(Exercise details) Copy every line of the material below, requests included, and shift each answer by adding 108 to every viewBox value and every path coordinate. Leave all numbers in the requests unchanged, including the sample reply format.

##### Available records #####

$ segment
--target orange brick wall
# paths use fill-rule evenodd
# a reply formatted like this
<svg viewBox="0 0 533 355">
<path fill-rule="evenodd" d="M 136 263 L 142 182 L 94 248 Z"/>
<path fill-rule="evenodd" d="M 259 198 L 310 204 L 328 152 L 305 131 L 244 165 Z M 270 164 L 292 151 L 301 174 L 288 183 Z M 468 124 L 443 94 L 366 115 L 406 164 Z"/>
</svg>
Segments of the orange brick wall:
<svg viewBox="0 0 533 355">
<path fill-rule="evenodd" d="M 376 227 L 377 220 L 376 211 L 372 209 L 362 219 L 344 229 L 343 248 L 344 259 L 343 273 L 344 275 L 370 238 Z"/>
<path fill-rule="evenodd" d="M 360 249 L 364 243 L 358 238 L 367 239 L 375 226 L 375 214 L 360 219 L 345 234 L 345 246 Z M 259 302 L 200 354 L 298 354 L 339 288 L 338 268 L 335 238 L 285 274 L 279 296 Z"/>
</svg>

#####

(Solution to this problem)
$ segment
--target orange brick wall
# paths use fill-rule evenodd
# a reply formatted like this
<svg viewBox="0 0 533 355">
<path fill-rule="evenodd" d="M 136 263 L 142 182 L 94 248 Z"/>
<path fill-rule="evenodd" d="M 259 198 L 310 204 L 328 152 L 305 131 L 244 165 Z M 270 164 L 292 151 L 301 174 L 288 183 Z M 468 124 L 443 94 L 366 115 L 406 164 Z"/>
</svg>
Segments of the orange brick wall:
<svg viewBox="108 108 641 463">
<path fill-rule="evenodd" d="M 484 335 L 485 328 L 484 319 L 480 317 L 470 327 L 452 337 L 451 356 L 452 367 L 451 381 L 452 383 L 478 346 Z"/>
<path fill-rule="evenodd" d="M 468 357 L 472 351 L 466 346 L 475 347 L 483 334 L 483 322 L 468 327 L 453 342 L 453 354 Z M 367 410 L 308 462 L 406 462 L 447 396 L 446 376 L 443 346 L 393 382 L 387 404 Z"/>
</svg>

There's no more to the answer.